TRABALHO A REALIZAR:
#1 Enumere todos os tribunais mencionados pelo nome próprio no acórdão sobre o acidente na Rua de S. Victor.
#2 Retome o acórdão sobre o acidente na Rua de S. Victor a partir do ponto em que termina.

TEXTO TRANSCRITO:
⁂

Acórdão nº 0606/09 de Supremo Tribunal Administrativo (Portugal), 01 de Março de 2010

Magistrado ResponsávelPOLÍBIO HENRIQUES
Data da Resolução01 de Março de 2010
EmissorSupremo Tribunal Administrativo (Portugal)

Acordam na Secção do Contencioso Administrativo do Supremo Tribunal Administrativo 1. RELATÓRIO A…, já devidamente identificado nos autos, intentou, no Tribunal Administrativo do Círculo do Porto, contra a Câmara Municipal do Porto, acção declarativa para efectivação de responsabilidade civil extracontratual emergente de acto ilícito.

Por sentença de 23 de Dezembro de 2008, proferida a fls. 551-568, o Tribunal Administrativo e Fiscal do Porto julgou a acção parcialmente procedente e condenou a ré a pagar ao autor a quantia global de € 22 318,14 acrescida de juros à taxa legal de 4% desde 17-07-2003, até integral pagamento.

1.1. Inconformada com a sentença a ré recorre para este Supremo Tribunal apresentando alegações com as seguintes conclusões: A. Vem o presente recurso interposto da douta sentença de 23/12/2008 que concedeu provimento parcial à acção e ao incidente de liquidação, condenando a Recorrente a pagar ao Recorrido a quantia global de € 22.318,14, acrescida de juros à taxa legal de 4% desde 17/7/03 até integral pagamento.

B. A Recorrente entende, porém, que não se verificam, no caso concreto, contrariamente ao decidido pelo Tribunal “a quo”, os pressupostos da responsabilidade civil extracontratual, designadamente a culpa e a ilicitude.

C. Analisada a factualidade alegada e apurada nos autos, e tendo presentes os considerandos tecidos em sede de enquadramento do pressuposto da culpa no âmbito da responsabilidade civil extracontratual, a Recorrente considera que ressalta, desde logo, a inexistência de prova de facto ilícito culposo causal para a produção do acidente aqui em apreciação.

D. O Recorrido não logrou, na verdade, provar que a queda no buraco da caixa de saneamento existente na Rua de S. Victor tenha sido provocada, em termos causais, pela falta de sinalização que veio a ser omitida, tal como era imposto pelo art. 5.°, n.° 2 do CE (preceito que prevê que os “... obstáculos eventuais devem ser sinalizados por aquele que lhes der causa, por forma bem visível e a uma distância que permita aos demais utentes da via tomar as precauções necessárias para evitar acidentes”).

E. Note-se que o Tribunal respondeu negativamente ao quesito 5° da base instrutória, onde se perguntava, muito concretamente, “A tampa já não se encontrava no local desde pelo menos a tarde do dia 8 daquele mês?”.

⁂

MATERIAL APRESENTADO:

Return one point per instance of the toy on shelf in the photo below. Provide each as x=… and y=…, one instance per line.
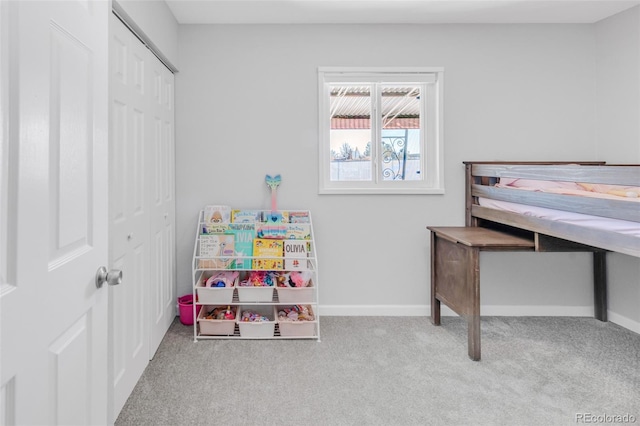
x=274, y=226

⁂

RESPOSTAS POR TAREFA:
#1
Supremo Tribunal Administrativo
Tribunal Administrativo do Círculo do Porto
Tribunal Administrativo e Fiscal do Porto

#2
F. Por outro lado, também não foi alegado, e muito menos provado, que a tampa de saneamento estivesse fora do local por motivo imputável à Recorrente, isto é, que estivessem, por exemplo, a decorrer no local trabalhos que não estavam nem foram devidamente sinalizados.

G. Aquilo que se logrou provar, portanto, não permite perceber ou ligar as condições concretas da via municipal em questão ao acidente que vitimou o Recorrido de molde a que a ausência de sinalização de obstáculo tivesse, de algum modo, contribuído para a produção do acidente em questão.

H. Até porque o Recorrido deveria circular pelo passeio e não pela rua.

L. O Recorrido não logrou, pois, provar os factos que servem de base ao funcionamento da presunção de culpa, ou seja, da ocorrência do facto (positivo ou omissivo) causador dos danos, o facto causal ilícito, assumindo-se este, neste contexto, como o elemento desencadeador da operacionalidade da presunção de culpa.

J. Não é exigível à Administração que sinalize de imediato obstáculos a que não deu causa e que surgem inopinadamente, sobretudo quando estamos a falar de um concelho que tem cerca de 600 km de vias municipais - o Município não pode ter um fiscal 24 horas em cada local! K. O facto de a tampa de saneamento estar fora do sítio desde momento que não se pôde apurar deveu-se seguramente a causas fortuitas, como vandalismo ou brincadeiras de mau gosto, impossíveis de controlar a todo o momento.

L. Inexistiu, por conseguinte, qualquer omissão da Recorrente que a pudesse responsabilizar, estando a presunção de culpa perfeitamente afastada atentas as circunstâncias.

M. Para além da falta do requisito da culpa, falha igualmente o requisito da imputação do facto ao lesante, pelo que, em face de tudo quanto vem dito, a decisão judicial recorrida, ao concluir pela procedência parcial da acção e do incidente, incorreu em erro de julgamento.

N.Sem prescindir, sempre se diga que a Recorrente logrou elidir a presunção de culpa que sobre si impendia, contrariamente ao decidido pelo Tribunal “a quo” — vide resposta aos quesitos 41º, 44º, 45º, 46°, 47° e 48° da base instrutória.

O. A decisão judicial recorrida, ao concluir pela parcial procedência da acção e do incidente de liquidação, incorreu em violação dos arts. 342.°, 483.°, 487.° e 493.° do C.C. e 96.° da Lei n.° 169/99.

Sempre sem prescindir, P. Apenas são objecto de compensação os danos não patrimoniais que, pela sua gravidade, mereçam a tutela do direito e de forma proporcional à gravidade do dano.

Q Na fixação da compensação, deverá ter-se em conta todas as regras de boa prudência, de bom senso prático, de justa medida das coisas, de criteriosa ponderação das realidades da vida.

R. Tendo em conta os factos dados como provados na sentença de que se recorre e os critérios que acima se definem, a fixação de uma indemnização de € 7.500,00 a título de danos não patrimoniais afigura-se excessiva.

S. É necessário ponderar que, comparando com situações de muito maior gravidade e até de perda da vida, a indemnização agora atribuída é desproporcionada.

T. Um juízo ponderado das circunstâncias concretas do caso dos autos leva a Recorrente a concluir ser justa e equitativa uma compensação ao Recorrido a título de danos não patrimoniais não superior a € 3.000,00 (três mil euros).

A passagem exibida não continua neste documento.